• _What is expected_
Below are the records; repeat exactly their lines between the line holding "One dot per instance of the black laptop" and the line holding "One dot per instance of the black dress", inclusive, skipping the pictures.

= = = =

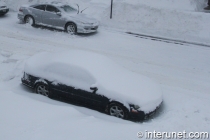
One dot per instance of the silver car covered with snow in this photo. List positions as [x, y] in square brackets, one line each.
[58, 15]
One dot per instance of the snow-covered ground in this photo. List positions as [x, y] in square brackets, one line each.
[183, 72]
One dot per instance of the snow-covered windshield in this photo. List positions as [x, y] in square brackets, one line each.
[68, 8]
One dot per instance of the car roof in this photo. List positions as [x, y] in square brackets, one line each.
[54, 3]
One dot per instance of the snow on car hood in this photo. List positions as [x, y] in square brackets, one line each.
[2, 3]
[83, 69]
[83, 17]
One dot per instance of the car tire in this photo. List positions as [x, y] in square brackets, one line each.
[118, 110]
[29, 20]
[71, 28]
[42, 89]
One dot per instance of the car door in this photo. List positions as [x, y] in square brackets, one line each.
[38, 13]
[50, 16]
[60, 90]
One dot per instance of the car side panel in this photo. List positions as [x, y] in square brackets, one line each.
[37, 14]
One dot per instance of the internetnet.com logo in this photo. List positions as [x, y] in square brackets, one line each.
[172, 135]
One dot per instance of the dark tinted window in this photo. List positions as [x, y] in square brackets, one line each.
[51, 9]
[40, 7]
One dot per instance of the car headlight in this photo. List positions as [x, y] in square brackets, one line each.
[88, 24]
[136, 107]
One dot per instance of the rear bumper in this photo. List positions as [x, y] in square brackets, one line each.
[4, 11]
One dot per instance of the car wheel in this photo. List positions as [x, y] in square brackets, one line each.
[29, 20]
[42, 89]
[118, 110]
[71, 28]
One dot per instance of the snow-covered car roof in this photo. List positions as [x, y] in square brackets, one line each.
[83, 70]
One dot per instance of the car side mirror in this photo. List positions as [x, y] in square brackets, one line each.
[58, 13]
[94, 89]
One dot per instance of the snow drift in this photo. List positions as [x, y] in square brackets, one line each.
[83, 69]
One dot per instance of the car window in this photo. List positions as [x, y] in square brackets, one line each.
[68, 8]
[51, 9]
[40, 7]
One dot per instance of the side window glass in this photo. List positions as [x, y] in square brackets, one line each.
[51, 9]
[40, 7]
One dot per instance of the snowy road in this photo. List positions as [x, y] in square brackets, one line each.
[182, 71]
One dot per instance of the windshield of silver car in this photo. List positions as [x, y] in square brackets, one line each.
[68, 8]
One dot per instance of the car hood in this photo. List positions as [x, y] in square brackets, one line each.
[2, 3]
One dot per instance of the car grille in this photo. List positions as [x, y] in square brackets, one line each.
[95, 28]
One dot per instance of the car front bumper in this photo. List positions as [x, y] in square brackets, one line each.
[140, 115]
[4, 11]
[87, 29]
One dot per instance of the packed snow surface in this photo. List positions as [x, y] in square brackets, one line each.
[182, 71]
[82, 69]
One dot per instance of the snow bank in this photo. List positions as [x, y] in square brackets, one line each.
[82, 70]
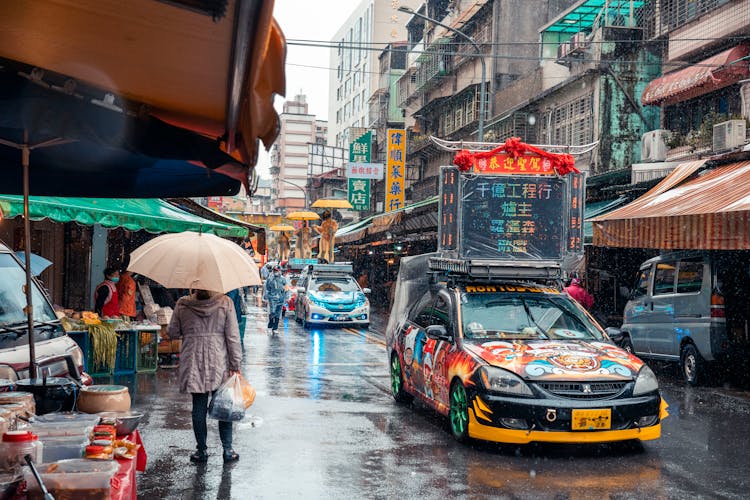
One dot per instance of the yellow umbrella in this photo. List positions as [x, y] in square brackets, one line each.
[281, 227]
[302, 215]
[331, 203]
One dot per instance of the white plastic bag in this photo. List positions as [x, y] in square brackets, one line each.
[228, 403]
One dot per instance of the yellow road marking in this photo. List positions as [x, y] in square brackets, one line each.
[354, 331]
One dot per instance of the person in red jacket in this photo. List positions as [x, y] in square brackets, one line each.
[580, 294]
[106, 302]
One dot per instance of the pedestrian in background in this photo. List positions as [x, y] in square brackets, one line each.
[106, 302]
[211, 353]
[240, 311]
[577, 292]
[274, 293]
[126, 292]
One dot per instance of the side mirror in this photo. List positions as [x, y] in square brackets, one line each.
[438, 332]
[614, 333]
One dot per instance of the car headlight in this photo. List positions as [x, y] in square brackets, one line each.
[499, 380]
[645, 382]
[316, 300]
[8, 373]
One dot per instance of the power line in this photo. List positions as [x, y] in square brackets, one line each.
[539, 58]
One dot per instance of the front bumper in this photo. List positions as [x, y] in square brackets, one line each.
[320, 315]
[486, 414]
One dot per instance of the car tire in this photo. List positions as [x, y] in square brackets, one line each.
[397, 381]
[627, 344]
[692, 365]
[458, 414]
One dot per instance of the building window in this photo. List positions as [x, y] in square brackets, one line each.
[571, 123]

= = = =

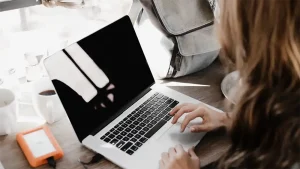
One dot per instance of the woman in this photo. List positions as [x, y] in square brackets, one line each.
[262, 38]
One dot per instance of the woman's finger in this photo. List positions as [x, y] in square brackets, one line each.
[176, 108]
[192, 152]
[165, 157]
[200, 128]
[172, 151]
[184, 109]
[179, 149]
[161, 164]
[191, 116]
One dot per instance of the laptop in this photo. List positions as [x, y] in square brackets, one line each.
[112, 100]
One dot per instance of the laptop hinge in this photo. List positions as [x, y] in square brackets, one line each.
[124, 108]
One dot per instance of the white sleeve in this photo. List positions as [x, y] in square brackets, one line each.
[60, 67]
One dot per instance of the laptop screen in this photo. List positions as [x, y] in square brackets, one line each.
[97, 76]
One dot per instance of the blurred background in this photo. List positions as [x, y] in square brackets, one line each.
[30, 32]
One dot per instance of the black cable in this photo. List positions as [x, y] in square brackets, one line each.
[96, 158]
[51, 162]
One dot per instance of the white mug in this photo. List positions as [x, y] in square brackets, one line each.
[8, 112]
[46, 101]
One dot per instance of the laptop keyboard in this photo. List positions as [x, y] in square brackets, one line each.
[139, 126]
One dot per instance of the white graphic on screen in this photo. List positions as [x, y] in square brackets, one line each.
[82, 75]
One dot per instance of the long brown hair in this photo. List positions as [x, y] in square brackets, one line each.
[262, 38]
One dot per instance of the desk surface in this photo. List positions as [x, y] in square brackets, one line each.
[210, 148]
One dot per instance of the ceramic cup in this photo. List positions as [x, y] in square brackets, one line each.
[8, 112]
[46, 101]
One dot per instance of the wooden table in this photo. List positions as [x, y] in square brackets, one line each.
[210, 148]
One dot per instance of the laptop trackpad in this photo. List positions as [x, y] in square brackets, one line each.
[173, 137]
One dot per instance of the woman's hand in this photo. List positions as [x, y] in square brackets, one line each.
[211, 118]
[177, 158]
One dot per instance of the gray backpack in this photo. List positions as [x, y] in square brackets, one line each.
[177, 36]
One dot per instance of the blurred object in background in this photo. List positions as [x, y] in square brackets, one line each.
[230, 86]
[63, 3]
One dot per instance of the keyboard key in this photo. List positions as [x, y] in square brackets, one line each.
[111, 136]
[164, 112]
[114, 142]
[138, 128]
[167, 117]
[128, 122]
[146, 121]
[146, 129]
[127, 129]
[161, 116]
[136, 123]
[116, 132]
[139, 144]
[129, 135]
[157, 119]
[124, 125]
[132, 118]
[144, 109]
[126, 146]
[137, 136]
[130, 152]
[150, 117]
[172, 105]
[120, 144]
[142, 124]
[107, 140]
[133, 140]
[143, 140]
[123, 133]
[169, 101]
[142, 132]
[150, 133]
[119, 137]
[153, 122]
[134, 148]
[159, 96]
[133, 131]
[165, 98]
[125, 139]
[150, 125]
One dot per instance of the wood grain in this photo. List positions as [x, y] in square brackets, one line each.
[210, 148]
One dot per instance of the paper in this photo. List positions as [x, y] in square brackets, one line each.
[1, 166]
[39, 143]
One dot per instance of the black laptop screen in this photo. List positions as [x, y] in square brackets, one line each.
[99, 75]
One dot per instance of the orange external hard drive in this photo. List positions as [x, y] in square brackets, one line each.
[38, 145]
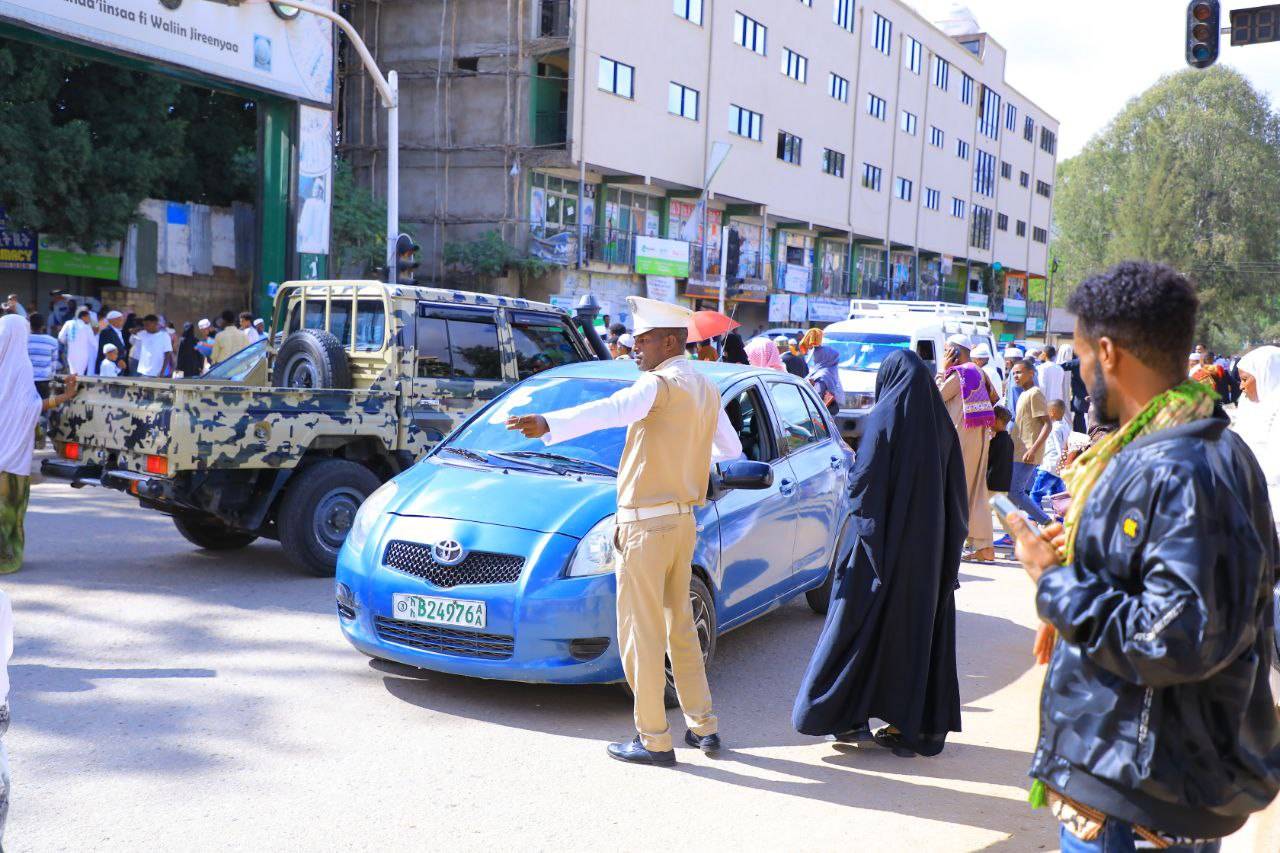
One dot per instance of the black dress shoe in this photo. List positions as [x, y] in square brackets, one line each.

= = = =

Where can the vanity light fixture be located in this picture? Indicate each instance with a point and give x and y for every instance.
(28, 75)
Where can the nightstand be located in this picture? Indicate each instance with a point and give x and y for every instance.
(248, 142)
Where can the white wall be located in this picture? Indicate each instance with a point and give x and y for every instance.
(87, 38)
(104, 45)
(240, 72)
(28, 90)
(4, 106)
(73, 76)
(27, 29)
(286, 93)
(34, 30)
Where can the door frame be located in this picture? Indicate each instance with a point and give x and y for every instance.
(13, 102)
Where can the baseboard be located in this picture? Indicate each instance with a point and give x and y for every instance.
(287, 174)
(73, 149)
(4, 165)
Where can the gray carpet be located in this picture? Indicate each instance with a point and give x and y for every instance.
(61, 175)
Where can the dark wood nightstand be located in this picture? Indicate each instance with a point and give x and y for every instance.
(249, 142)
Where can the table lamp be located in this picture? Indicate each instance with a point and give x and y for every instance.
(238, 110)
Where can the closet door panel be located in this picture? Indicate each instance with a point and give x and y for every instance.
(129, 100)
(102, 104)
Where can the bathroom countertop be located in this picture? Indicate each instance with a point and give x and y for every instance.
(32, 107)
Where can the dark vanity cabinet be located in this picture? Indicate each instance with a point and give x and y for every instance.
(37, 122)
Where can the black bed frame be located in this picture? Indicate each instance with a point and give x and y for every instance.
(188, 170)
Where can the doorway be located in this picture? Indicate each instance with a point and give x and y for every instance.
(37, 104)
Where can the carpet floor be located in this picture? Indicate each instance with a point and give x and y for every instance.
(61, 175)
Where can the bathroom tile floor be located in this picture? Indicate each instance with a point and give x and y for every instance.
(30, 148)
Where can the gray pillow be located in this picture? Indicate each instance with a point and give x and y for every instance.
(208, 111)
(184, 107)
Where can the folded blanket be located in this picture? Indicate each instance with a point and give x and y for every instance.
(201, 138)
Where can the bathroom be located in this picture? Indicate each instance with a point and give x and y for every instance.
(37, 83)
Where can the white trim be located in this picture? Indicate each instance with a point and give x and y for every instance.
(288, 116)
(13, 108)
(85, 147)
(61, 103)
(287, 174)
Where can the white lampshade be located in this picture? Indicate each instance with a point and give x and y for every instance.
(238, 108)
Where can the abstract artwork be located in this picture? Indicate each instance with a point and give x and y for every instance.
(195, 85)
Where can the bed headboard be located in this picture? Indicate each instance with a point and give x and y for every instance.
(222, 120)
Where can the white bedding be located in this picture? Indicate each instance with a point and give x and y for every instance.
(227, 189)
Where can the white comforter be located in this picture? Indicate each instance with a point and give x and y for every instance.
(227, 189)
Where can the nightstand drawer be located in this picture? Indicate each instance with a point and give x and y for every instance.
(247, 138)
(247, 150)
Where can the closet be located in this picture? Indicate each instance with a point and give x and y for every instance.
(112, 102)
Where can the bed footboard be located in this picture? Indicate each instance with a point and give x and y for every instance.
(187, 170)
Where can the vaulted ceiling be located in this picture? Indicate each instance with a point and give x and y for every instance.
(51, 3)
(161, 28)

= = = =

• _Reply to the exercise_
One dot per instance of the black laptop screen in this photo. List positions as [x, y] in square brackets, one line each.
[99, 75]
One dot per instance of the orange external hard drive in this photo. List positions as [x, y] in square brackets, one line each.
[38, 145]
One dot per instance of the black dress shoe in this photo. List positions as [x, y] in square brackets, one line each.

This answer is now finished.